[Rows from a dataset]
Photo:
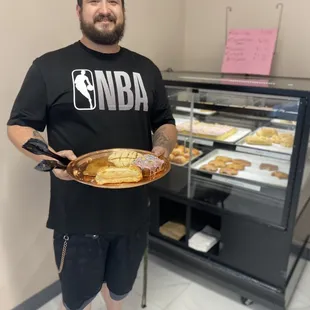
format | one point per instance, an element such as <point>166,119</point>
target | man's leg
<point>110,303</point>
<point>64,308</point>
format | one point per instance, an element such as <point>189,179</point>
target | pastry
<point>228,171</point>
<point>123,158</point>
<point>94,165</point>
<point>223,159</point>
<point>280,175</point>
<point>217,163</point>
<point>268,167</point>
<point>180,160</point>
<point>209,168</point>
<point>149,164</point>
<point>242,162</point>
<point>267,132</point>
<point>257,140</point>
<point>237,167</point>
<point>118,175</point>
<point>207,130</point>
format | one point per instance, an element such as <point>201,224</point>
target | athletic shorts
<point>92,260</point>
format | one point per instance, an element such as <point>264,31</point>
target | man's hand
<point>160,151</point>
<point>63,174</point>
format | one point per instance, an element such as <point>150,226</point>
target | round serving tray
<point>77,167</point>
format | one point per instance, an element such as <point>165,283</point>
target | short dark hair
<point>80,3</point>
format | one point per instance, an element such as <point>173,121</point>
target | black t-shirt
<point>92,101</point>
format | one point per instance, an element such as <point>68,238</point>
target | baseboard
<point>37,301</point>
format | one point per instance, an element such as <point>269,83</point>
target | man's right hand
<point>63,174</point>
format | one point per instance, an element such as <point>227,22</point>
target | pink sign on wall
<point>249,51</point>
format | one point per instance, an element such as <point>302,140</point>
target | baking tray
<point>186,163</point>
<point>272,148</point>
<point>240,134</point>
<point>196,111</point>
<point>76,168</point>
<point>252,173</point>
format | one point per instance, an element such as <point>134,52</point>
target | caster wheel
<point>246,301</point>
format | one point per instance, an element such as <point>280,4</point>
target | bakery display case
<point>239,183</point>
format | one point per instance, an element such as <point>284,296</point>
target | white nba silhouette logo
<point>83,84</point>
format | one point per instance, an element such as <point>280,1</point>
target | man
<point>95,95</point>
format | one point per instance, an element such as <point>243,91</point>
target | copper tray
<point>76,168</point>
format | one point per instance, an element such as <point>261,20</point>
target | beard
<point>103,37</point>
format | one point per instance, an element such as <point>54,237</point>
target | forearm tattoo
<point>160,139</point>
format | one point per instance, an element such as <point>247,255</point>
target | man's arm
<point>164,140</point>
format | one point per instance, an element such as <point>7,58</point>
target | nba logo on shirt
<point>84,95</point>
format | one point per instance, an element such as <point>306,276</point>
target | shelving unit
<point>256,253</point>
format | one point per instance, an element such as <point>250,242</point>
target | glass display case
<point>240,175</point>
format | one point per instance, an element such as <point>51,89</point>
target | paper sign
<point>249,51</point>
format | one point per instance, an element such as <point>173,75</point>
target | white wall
<point>28,29</point>
<point>204,39</point>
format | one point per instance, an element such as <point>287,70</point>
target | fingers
<point>68,154</point>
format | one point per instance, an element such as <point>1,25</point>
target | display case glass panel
<point>239,147</point>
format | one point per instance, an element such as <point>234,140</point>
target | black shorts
<point>92,260</point>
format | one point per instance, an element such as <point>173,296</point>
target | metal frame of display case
<point>261,261</point>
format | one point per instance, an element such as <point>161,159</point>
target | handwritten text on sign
<point>249,51</point>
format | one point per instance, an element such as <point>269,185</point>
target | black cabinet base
<point>247,287</point>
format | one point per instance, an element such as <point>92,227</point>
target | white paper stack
<point>203,241</point>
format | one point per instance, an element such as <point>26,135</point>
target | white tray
<point>252,173</point>
<point>272,148</point>
<point>196,111</point>
<point>241,133</point>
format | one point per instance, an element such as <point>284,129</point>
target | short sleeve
<point>30,105</point>
<point>161,113</point>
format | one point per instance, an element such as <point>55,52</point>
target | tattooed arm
<point>19,135</point>
<point>164,140</point>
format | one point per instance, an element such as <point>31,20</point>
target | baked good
<point>209,168</point>
<point>180,160</point>
<point>267,132</point>
<point>242,162</point>
<point>258,140</point>
<point>237,167</point>
<point>224,159</point>
<point>217,163</point>
<point>94,165</point>
<point>228,171</point>
<point>207,130</point>
<point>280,175</point>
<point>123,158</point>
<point>118,175</point>
<point>149,164</point>
<point>268,167</point>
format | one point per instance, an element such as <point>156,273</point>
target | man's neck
<point>106,49</point>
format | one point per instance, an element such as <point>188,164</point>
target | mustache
<point>101,17</point>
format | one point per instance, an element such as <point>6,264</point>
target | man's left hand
<point>160,151</point>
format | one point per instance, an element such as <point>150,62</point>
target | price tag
<point>237,183</point>
<point>263,153</point>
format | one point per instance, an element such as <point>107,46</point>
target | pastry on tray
<point>94,165</point>
<point>207,130</point>
<point>149,164</point>
<point>268,167</point>
<point>118,175</point>
<point>209,168</point>
<point>258,140</point>
<point>280,175</point>
<point>123,158</point>
<point>242,162</point>
<point>229,171</point>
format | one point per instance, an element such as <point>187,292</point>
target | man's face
<point>102,21</point>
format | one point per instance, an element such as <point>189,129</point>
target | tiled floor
<point>171,288</point>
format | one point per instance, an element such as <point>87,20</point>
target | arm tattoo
<point>37,135</point>
<point>160,139</point>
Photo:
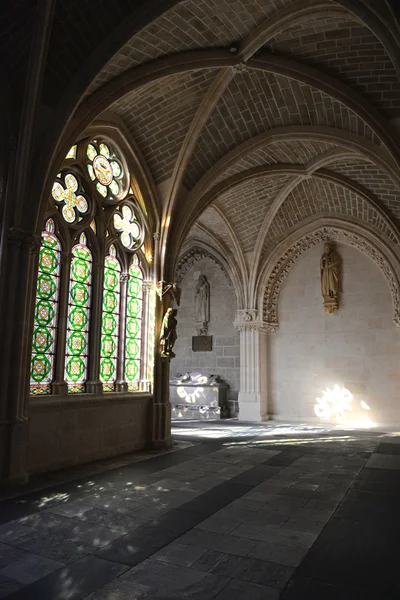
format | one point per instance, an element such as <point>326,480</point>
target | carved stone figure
<point>168,333</point>
<point>330,278</point>
<point>202,305</point>
<point>170,291</point>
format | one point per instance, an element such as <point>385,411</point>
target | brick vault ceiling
<point>299,129</point>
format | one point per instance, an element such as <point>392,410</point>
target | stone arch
<point>194,255</point>
<point>290,252</point>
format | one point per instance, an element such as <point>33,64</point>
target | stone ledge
<point>82,400</point>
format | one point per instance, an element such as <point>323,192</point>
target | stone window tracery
<point>92,277</point>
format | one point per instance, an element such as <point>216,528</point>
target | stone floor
<point>252,512</point>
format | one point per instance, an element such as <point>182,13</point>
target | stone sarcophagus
<point>196,396</point>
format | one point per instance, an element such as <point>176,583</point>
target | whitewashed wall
<point>224,359</point>
<point>358,348</point>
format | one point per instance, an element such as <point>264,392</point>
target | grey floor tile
<point>67,546</point>
<point>120,589</point>
<point>384,461</point>
<point>217,541</point>
<point>112,520</point>
<point>74,582</point>
<point>304,525</point>
<point>171,579</point>
<point>150,538</point>
<point>14,530</point>
<point>30,568</point>
<point>249,591</point>
<point>178,554</point>
<point>284,547</point>
<point>10,554</point>
<point>255,531</point>
<point>7,586</point>
<point>219,524</point>
<point>244,568</point>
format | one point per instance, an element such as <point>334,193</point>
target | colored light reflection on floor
<point>336,403</point>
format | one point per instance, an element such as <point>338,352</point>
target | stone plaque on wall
<point>202,343</point>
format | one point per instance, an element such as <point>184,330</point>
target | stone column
<point>253,394</point>
<point>161,409</point>
<point>18,281</point>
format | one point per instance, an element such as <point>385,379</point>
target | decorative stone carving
<point>168,333</point>
<point>330,279</point>
<point>171,292</point>
<point>202,305</point>
<point>247,320</point>
<point>240,67</point>
<point>292,255</point>
<point>190,258</point>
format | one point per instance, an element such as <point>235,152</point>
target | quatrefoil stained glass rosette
<point>74,206</point>
<point>106,171</point>
<point>130,230</point>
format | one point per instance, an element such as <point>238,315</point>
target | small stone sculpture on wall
<point>168,333</point>
<point>330,278</point>
<point>202,305</point>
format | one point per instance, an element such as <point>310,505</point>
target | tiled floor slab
<point>229,518</point>
<point>171,579</point>
<point>384,461</point>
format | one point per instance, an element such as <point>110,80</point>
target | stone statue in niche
<point>168,333</point>
<point>330,278</point>
<point>202,305</point>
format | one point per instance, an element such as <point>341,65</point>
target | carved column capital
<point>147,286</point>
<point>65,258</point>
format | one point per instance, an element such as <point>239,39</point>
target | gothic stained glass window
<point>80,287</point>
<point>134,326</point>
<point>46,313</point>
<point>105,170</point>
<point>110,321</point>
<point>126,223</point>
<point>64,193</point>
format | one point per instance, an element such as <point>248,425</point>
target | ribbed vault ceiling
<point>280,113</point>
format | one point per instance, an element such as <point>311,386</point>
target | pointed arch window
<point>94,314</point>
<point>80,288</point>
<point>110,321</point>
<point>46,313</point>
<point>134,318</point>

- TASK TO COMPLETE: Rewrite the records between the lines holding "such as <point>150,62</point>" and "<point>252,512</point>", inclusive, substituting "rock" for every "stone" and keeping everything else the same. Give only those lines and leave the pictures out.

- THE RESULT:
format | one point per instance, an element such as <point>150,62</point>
target | price tag
<point>237,183</point>
<point>263,153</point>
format | one point per instance, an element such as <point>107,46</point>
target | pastry on tray
<point>94,165</point>
<point>207,130</point>
<point>149,164</point>
<point>268,167</point>
<point>118,175</point>
<point>209,168</point>
<point>258,140</point>
<point>280,175</point>
<point>123,158</point>
<point>242,162</point>
<point>229,171</point>
format | one point per instance, an element such as <point>187,292</point>
target | man's face
<point>102,21</point>
format | one point per instance, an element such as <point>189,129</point>
target | tiled floor
<point>171,288</point>
format | one point per instance, an element such as <point>87,20</point>
target | arm tattoo
<point>37,135</point>
<point>160,139</point>
Photo:
format | one point per instance, an element such as <point>326,480</point>
target | carved rock figure
<point>168,333</point>
<point>330,278</point>
<point>202,305</point>
<point>170,291</point>
format | one point per instance, an element such as <point>385,411</point>
target | brick vault ceiling
<point>299,129</point>
format | one point per instance, an element such as <point>392,410</point>
target | rock arch
<point>194,255</point>
<point>290,252</point>
format | one point per instance, an element such as <point>33,64</point>
target | rock ledge
<point>82,400</point>
format | one point per instance, an element such as <point>323,192</point>
target | rock window tracery
<point>92,277</point>
format | one point per instance, an element such as <point>216,528</point>
target | rock floor
<point>252,512</point>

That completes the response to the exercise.